● Provided information:
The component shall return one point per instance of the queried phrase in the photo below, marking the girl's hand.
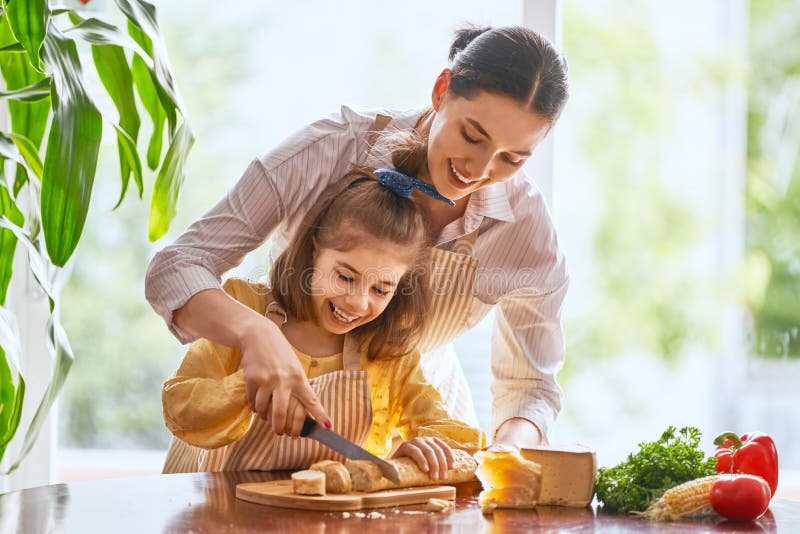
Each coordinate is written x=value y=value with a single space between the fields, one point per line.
x=277 y=387
x=432 y=455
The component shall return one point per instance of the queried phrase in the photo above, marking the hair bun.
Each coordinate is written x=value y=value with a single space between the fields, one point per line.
x=464 y=36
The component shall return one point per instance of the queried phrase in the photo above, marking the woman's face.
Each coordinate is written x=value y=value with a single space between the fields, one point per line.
x=478 y=141
x=351 y=288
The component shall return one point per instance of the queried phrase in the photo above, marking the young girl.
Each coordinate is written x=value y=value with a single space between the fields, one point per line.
x=350 y=294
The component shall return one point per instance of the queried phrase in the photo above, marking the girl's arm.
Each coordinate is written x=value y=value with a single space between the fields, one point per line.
x=425 y=424
x=204 y=404
x=275 y=381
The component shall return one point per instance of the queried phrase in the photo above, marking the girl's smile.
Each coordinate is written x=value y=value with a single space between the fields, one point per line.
x=351 y=288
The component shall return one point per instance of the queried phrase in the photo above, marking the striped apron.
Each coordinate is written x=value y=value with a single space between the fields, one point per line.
x=345 y=396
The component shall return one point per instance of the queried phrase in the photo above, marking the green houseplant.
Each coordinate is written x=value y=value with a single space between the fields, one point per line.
x=48 y=157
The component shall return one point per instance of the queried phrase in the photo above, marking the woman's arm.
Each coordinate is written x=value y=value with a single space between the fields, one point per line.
x=527 y=352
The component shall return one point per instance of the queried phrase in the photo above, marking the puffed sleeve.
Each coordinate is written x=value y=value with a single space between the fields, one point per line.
x=421 y=412
x=205 y=402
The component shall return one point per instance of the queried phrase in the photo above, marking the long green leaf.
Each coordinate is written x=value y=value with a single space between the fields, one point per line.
x=168 y=183
x=127 y=153
x=142 y=26
x=11 y=396
x=112 y=67
x=152 y=104
x=8 y=241
x=59 y=347
x=29 y=20
x=27 y=118
x=73 y=145
x=29 y=152
x=11 y=399
x=98 y=32
x=42 y=269
x=32 y=93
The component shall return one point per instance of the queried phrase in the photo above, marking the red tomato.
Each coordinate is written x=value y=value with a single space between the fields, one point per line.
x=740 y=497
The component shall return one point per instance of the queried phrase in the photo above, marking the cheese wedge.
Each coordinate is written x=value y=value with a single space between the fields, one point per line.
x=567 y=474
x=509 y=481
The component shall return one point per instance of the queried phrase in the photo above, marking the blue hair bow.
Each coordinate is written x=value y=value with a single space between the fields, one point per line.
x=403 y=185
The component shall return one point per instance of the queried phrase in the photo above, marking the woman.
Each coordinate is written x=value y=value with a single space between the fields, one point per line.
x=495 y=248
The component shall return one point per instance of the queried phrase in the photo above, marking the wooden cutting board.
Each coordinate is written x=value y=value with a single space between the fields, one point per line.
x=279 y=493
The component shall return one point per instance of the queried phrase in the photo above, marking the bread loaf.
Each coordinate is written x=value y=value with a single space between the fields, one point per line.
x=337 y=477
x=366 y=475
x=508 y=480
x=308 y=482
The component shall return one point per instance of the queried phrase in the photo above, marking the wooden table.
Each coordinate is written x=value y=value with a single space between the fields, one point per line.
x=206 y=502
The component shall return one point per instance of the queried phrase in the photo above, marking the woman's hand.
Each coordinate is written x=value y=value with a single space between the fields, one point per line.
x=515 y=433
x=432 y=455
x=277 y=387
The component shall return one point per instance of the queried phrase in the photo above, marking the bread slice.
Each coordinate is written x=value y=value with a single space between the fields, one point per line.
x=308 y=482
x=367 y=476
x=337 y=477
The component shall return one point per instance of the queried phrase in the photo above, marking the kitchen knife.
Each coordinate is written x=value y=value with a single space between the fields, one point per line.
x=347 y=448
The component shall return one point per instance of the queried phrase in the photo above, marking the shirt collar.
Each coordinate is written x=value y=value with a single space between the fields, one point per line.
x=491 y=201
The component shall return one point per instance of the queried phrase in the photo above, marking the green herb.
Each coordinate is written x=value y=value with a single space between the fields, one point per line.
x=658 y=466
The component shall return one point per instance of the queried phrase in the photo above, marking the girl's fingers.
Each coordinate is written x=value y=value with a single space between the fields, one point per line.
x=261 y=403
x=431 y=457
x=280 y=405
x=305 y=395
x=297 y=416
x=447 y=451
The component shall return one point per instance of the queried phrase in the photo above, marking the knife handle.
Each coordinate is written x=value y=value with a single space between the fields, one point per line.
x=308 y=426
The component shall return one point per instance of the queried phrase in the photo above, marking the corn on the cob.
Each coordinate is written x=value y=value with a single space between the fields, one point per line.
x=690 y=499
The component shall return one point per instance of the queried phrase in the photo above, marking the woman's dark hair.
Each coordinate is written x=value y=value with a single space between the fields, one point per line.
x=512 y=61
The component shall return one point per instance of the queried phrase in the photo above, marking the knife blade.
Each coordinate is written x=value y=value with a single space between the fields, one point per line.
x=347 y=448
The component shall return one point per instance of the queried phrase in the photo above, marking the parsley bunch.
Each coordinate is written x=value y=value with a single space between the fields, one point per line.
x=658 y=466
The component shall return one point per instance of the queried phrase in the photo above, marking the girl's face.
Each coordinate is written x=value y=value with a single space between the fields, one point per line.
x=351 y=288
x=479 y=141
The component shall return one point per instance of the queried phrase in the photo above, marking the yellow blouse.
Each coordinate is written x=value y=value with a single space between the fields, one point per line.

● What this task involves: Can you reproduce all of the material above word for word, leaving the pictures out?

● Output:
The component shall return one point per instance of the queried phrase in the photo below, marking the girl's hand.
Each coordinate is written x=value y=value with a single space between the fields, one point per line.
x=277 y=387
x=432 y=455
The component shall return one point per instance of the queried phrase in the photo above, marking the hair bun.
Each coordinate is written x=value y=value with a single space between the fields, one point per line.
x=464 y=36
The component shall return one point per instance of the queried phrase in the photo above, marking the woman's face.
Each coordinate is written x=value y=value with a single space between the fields, one point per line.
x=478 y=141
x=351 y=288
The component shall return one point per instance of the queried phrase in the photo above, marking the young girl.
Each coordinate is written x=value y=value with a single space between the fields, one point per line.
x=350 y=294
The component shall return one point per instance of the queried phrase in the photo above, marking the girl's arm.
Each coordinate is written x=value y=value with a single space between the fields, one point per line.
x=425 y=424
x=204 y=404
x=275 y=381
The component shall return one point per instance of the queried phrase in the photo above, marking the girl's smile.
Each coordinate is written x=value y=value with a single space between the fields, one point per line.
x=351 y=288
The component shall return one point per instance of the queried phrase in the photo above, marking the striped apron.
Each coordinate is written x=value y=value with a single space between the fields, one point per line.
x=345 y=396
The component shall return one point per instance of the queried phrase in the photo above, marking the green houseplant.
Each coordinate is written x=value y=value with a single space between the fields, one point per line.
x=48 y=157
The component shall return one point per instance of the queried phrase in the photo above, marking the woman's arm.
Each coordinate is written x=value y=value with a single space between the fields, one point per line.
x=527 y=352
The component shall return one point per instance of the queried phrase in the photo above, marking the puffed sleeve.
Each coordinate is written x=value y=value with a single space between the fields, one point per line.
x=421 y=412
x=205 y=402
The component shall return one point per instance of the queried phrase in the photo above, marking the long green leaf.
Each coordinate is written x=value y=value with a single space between the fields, one point per line.
x=168 y=183
x=127 y=153
x=142 y=26
x=11 y=396
x=112 y=67
x=152 y=104
x=8 y=241
x=59 y=347
x=29 y=20
x=27 y=118
x=73 y=145
x=29 y=152
x=11 y=399
x=98 y=32
x=42 y=269
x=32 y=93
The component shall return one point per instance of the queried phrase in the photo above, marking the red tomato.
Each coordinate is written x=value y=value with a single space between the fields, one point per line.
x=740 y=497
The component shall return one point per instance of the queried phrase in the photo above, marking the cheese wedge.
Each coordinate is written x=value y=value with a single space between the fields, one point per line.
x=567 y=474
x=509 y=481
The component shall return one point per instance of the queried phrase in the photo above, marking the blue hair bow.
Each coordinate is written x=value y=value with a single space between the fields, one point per line.
x=403 y=185
The component shall return one point per instance of the queried phrase in the photo above, marking the woman.
Each coordinate is written x=value y=value with a single space between the fields, one point per line.
x=495 y=248
The component shall return one point per instance of the queried phrase in the photo above, marking the wooden cutting board.
Each coordinate is written x=value y=value with a single space between the fields, one point per line.
x=279 y=493
The component shall return one point per instance of the queried phrase in the photo above, marking the bread loaf.
Each coordinate is written x=value y=value with a single space between the fields, one point per line.
x=337 y=477
x=366 y=475
x=508 y=480
x=308 y=482
The component shall return one point per instance of the queried phrase in the photo above, marking the wooden table.
Each coordinate is written x=value y=value with a single space between the fields, one point per line.
x=206 y=502
The component shall return one point per instance of the queried phrase in the photo above, marking the woman's hand.
Each coordinate is written x=value y=value with a single space between the fields, one point per line.
x=515 y=433
x=432 y=455
x=277 y=387
The component shall return one point per instance of the queried phrase in the photo above, marking the bread slice.
Each coordinate is written x=value y=value with a single space between the fields, one point per line.
x=308 y=482
x=367 y=476
x=337 y=477
The component shall return one point per instance of the queried phrase in the photo above, marking the kitchen knife.
Each coordinate is written x=value y=value with a single space between the fields, one point per line.
x=347 y=448
The component shall return one point per instance of the queried phrase in the photo above, marking the shirt collar.
Each coordinate is written x=value y=value with a single space between the fields, one point per line.
x=491 y=201
The component shall return one point per instance of the queried phrase in the photo above, marking the green herb.
Each coordinate is written x=value y=value with a single space between the fields, one point per line.
x=658 y=466
The component shall return one point per instance of the queried phrase in the photo above, marking the girl's fingers.
Each coordinate is written x=value y=value with a single space between the fields, one point per line.
x=261 y=403
x=431 y=457
x=280 y=405
x=305 y=395
x=297 y=416
x=447 y=451
The component shall return one point per instance of the queried phrase in the photo above, marking the knife handle.
Each coordinate is written x=value y=value with a single space between the fields, one point per line.
x=308 y=426
The component shall return one point per instance of the queried phrase in the photo above, marking the corn on the cob.
Each coordinate is written x=value y=value with a single space between the fields, one point per line.
x=690 y=499
The component shall return one point per instance of the queried phrase in the photo above, marking the woman's dark hair.
Each coordinate is written x=value y=value with a single space between the fields, one point per line.
x=512 y=61
The component shall return one point per instance of the queried phrase in the photo above, marking the knife blade.
Each coordinate is written x=value y=value with a single space between the fields, one point per line.
x=347 y=448
The component shall return one point per instance of the queried phrase in the photo above, marking the parsley bunch.
Each coordinate is written x=value y=value with a single space between the fields, one point per line.
x=658 y=466
The component shall return one point per instance of the queried phrase in the photo above, marking the girl's face.
Each coordinate is written x=value y=value with a single space between the fields, one point per line.
x=351 y=288
x=479 y=141
The component shall return one point per instance of the queried phrase in the photo above, marking the yellow blouse.
Each coordinate is written x=value y=value with a single space between the fields, one point per line.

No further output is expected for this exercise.